What is needed is a copy of each line in the listing that contains "patterned".

EXERCISE MATERIALS.
== == ==

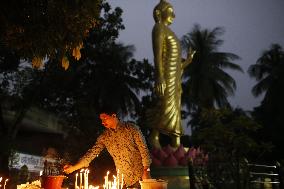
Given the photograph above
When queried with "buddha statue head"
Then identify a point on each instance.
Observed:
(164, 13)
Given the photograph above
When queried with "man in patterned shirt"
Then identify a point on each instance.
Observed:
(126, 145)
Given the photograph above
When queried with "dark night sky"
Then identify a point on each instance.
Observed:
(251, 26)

== == ==

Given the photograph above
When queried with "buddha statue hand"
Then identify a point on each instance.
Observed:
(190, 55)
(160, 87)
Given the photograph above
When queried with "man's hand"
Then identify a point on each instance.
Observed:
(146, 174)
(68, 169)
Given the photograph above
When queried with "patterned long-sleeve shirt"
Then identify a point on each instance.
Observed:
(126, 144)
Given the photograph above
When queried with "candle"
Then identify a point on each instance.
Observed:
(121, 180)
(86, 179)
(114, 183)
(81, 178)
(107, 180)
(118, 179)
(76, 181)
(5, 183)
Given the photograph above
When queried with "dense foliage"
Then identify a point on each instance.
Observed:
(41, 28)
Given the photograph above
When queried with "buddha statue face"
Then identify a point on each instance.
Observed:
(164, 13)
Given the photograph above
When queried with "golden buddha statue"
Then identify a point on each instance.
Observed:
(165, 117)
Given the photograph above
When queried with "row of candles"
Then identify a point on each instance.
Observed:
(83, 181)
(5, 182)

== == ==

RESULT FOR THIS EXERCISE.
When queried with "man in patterned shirt"
When queried with "patterned long-sleeve shirt"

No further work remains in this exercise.